■ PROVIDED TEXT ■
◆ ◆ ◆ ◆ ◆ ◆ ◆

Career Advice to be Wary Of
Posted on 30. Jan, 2009 by Brian Reid in General
I’ve gone back and forth with career guru Penelope Trunk several times on whether at-home dads are generally happy. I am of the opinion that SAHDs are just as content as the rest of the population (and the ones that chose the role are probably more content than your average Joe). Penelope, based on her own reading of the situation, strongly feels that any happy at-home dad is either self-delusional or actually working part-time.
Earlier this month, Penelope wrote “5 career tips women should run from” and once again took the opportunity to say, point-blank, that she “doesn’t believe men are happy in [the at-home] role.”
We’re at the point now where no amount of blogging or e-mailing Penelope is going to change her mind, so I’m posting here mostly to ensure that the next time someone Googles for “Penelope Trunk at-home dad,” they get a balanced idea of what dads *really* think.
Kelly M. Bray
30. Jan, 2009
Being a stay at home dad for a year was the best, most rewarding, spiritually fulfilling time of my life. It changed completely how I have lived. I make less because of it, but I am far happier. My children are amazing and growing up into fine young men.
David
30. Jan, 2009
Wow, I thought I was happy. Maybe I am delusional.
DK
30. Jan, 2009
I’m a stay at home dad and I couldn’t be happier with that decision…. so take that Penelope. I pretty sure I’m not delusional and I used to also work part-time but quite because it was making me unhappy dealing with scheduling conflicts with my wife’s work and it cut into time alone with my wife.
Phil
30. Jan, 2009
Over 9 years now and have been happy the whole way through. Not that there haven’t been bumps and challenges along the way, but I have been very content with my path. Maybe she’s just jealous.
always home and uncool
31. Jan, 2009
It must suck to be as wrapped up in trying to deny one’s own inadequacies and shortcomings as Penelope constantly is.
Kelly M. Bray
31. Jan, 2009
I never said I wasn’t delusional. It just depends on the subject.
Jason Glaser
31. Jan, 2009
She is the living embodiment of negative connotation of “those who can’t, teach.” Her marriage failed, and she was married to a guy who stayed at home for a while, which she lumped in with the rest of us SAHDs. Since she feels if she couldn’t make the set-up work, no one can, she is set in her opinion.

◆ ◆ ◆ ◆ ◆ ◆ ◆

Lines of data

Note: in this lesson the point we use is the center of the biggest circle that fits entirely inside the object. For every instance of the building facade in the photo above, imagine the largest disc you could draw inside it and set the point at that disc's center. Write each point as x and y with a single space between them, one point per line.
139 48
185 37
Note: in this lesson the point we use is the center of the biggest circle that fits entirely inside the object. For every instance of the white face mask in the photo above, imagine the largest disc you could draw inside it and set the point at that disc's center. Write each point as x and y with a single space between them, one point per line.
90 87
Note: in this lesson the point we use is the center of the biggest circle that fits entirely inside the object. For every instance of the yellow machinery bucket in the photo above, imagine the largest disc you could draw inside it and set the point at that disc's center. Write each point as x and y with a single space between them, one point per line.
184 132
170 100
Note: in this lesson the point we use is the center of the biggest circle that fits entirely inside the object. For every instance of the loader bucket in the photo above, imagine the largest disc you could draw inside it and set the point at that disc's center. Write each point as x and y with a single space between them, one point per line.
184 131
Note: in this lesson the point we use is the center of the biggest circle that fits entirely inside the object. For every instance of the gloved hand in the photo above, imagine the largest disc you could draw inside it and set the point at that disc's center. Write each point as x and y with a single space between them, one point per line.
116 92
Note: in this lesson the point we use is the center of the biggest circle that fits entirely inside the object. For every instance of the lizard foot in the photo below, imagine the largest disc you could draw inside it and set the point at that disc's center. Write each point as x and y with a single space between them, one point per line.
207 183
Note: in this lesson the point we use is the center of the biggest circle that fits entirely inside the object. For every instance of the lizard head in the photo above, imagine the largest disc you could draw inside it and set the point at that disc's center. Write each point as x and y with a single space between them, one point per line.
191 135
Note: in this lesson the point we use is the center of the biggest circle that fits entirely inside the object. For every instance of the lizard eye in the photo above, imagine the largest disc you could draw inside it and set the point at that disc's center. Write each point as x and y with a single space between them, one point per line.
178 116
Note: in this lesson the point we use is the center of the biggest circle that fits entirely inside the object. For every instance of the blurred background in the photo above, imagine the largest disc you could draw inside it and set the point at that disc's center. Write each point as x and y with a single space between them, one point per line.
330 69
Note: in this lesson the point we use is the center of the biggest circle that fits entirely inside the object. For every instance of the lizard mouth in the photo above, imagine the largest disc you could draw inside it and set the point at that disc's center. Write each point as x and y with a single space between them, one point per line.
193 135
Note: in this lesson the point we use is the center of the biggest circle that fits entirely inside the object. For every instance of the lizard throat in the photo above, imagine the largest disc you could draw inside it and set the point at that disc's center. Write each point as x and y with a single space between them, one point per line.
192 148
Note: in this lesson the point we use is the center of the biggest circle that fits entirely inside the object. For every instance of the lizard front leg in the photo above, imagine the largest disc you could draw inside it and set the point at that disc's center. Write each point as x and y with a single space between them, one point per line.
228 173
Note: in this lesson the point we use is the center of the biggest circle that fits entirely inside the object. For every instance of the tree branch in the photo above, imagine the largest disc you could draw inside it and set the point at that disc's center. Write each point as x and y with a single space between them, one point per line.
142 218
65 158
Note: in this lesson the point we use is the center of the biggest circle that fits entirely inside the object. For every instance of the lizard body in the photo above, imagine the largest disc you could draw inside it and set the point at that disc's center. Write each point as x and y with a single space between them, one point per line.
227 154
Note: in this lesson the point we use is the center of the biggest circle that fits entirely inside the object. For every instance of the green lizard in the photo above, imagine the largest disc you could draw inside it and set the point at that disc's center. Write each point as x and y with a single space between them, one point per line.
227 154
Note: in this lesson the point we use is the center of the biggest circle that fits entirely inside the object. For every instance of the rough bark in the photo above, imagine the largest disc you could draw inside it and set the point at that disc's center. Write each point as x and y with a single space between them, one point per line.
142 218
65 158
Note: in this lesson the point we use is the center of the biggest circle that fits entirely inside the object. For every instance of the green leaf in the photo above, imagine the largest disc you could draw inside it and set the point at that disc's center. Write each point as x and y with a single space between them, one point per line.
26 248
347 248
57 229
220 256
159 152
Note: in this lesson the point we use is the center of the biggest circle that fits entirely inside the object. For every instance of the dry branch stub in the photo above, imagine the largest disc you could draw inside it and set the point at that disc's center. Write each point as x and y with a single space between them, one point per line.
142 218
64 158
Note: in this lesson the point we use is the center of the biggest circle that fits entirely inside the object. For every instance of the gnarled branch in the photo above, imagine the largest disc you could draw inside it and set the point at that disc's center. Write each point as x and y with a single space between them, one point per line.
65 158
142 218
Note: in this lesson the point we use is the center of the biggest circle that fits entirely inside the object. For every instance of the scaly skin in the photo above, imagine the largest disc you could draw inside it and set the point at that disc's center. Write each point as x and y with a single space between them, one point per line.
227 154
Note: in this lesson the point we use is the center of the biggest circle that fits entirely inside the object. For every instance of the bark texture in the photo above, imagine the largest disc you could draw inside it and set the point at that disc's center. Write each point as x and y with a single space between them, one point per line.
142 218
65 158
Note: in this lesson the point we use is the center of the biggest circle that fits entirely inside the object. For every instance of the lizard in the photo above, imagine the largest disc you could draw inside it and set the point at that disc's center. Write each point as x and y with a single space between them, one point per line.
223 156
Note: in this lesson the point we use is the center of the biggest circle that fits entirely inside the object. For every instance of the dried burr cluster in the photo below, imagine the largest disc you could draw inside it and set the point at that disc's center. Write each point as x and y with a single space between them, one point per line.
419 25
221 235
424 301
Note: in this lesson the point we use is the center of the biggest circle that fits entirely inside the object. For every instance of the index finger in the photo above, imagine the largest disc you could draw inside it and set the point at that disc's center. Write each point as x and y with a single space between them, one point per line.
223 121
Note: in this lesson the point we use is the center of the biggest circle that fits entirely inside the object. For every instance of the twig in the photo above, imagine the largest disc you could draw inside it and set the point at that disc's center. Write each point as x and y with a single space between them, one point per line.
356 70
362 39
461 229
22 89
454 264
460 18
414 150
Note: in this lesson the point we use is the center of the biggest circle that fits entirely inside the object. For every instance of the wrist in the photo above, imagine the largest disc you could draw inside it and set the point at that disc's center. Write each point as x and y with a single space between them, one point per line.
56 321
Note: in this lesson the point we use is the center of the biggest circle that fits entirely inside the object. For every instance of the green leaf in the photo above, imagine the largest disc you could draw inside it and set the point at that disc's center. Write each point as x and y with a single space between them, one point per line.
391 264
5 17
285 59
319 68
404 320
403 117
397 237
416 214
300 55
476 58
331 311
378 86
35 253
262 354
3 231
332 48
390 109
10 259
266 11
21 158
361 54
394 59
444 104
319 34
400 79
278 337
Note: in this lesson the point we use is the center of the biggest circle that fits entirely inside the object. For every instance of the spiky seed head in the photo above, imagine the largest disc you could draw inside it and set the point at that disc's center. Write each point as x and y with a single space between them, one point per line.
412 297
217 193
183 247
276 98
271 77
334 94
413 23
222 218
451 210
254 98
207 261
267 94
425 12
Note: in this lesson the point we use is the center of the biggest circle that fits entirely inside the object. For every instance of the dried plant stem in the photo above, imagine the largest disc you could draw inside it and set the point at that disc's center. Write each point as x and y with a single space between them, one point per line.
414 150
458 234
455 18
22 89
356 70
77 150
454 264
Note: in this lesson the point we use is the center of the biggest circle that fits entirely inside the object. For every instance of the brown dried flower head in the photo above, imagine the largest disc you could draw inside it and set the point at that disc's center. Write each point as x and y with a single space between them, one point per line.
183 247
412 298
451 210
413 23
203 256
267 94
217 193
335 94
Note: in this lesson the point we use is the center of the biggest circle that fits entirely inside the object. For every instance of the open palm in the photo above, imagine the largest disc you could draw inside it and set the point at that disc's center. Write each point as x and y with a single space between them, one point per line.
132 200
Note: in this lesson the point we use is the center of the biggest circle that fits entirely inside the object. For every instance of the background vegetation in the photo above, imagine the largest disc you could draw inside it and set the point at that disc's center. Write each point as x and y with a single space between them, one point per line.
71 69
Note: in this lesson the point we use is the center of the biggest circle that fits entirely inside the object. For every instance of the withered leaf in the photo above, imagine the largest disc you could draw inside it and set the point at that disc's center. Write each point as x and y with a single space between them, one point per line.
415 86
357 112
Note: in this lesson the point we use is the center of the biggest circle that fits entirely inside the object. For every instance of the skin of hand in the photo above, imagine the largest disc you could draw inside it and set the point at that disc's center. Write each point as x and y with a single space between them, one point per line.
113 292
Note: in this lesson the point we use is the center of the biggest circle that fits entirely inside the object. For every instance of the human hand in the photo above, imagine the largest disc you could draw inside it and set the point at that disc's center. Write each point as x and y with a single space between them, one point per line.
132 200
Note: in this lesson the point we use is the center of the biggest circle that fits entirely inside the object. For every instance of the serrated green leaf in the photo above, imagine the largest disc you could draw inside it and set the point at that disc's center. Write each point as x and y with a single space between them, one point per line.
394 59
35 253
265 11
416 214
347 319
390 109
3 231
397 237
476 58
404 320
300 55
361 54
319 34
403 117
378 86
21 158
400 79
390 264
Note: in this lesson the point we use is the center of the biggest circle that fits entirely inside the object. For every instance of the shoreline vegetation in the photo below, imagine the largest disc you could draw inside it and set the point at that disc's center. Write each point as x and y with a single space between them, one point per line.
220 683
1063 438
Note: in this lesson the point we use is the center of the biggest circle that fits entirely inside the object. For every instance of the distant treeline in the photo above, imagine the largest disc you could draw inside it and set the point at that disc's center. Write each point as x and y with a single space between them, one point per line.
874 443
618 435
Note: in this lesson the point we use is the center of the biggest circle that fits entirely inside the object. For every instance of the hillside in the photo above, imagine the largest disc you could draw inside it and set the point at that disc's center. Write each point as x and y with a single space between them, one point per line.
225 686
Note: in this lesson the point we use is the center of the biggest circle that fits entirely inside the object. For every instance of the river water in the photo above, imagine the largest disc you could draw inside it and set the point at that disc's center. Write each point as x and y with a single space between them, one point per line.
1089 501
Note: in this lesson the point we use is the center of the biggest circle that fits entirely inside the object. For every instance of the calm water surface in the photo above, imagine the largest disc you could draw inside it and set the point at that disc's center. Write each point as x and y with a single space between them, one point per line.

◆ ◆ ◆ ◆ ◆ ◆ ◆

■ COMPLETE THE FOLLOWING ■
[1] Which distinct commenter names appear in the post about at-home dads? List each one once.
[2] Revise the at-home dads post, starting at the words that have "Jason Glaser" and ending after "in her opinion.", with "set-up" changed to "arrangement".
[3] What was the title of the piece Penelope wrote earlier in the month, according to the at-home dads post?

■ RESPONSES IN ORDER ■
[1] Kelly M. Bray, David, DK, Phil, always home and uncool, Jason Glaser

[2]
Jason Glaser
31. Jan, 2009
She is the living embodiment of negative connotation of “those who can’t, teach.” Her marriage failed, and she was married to a guy who stayed at home for a while, which she lumped in with the rest of us SAHDs. Since she feels if she couldn’t make the arrangement work, no one can, she is set in her opinion.

[3] "5 career tips women should run from"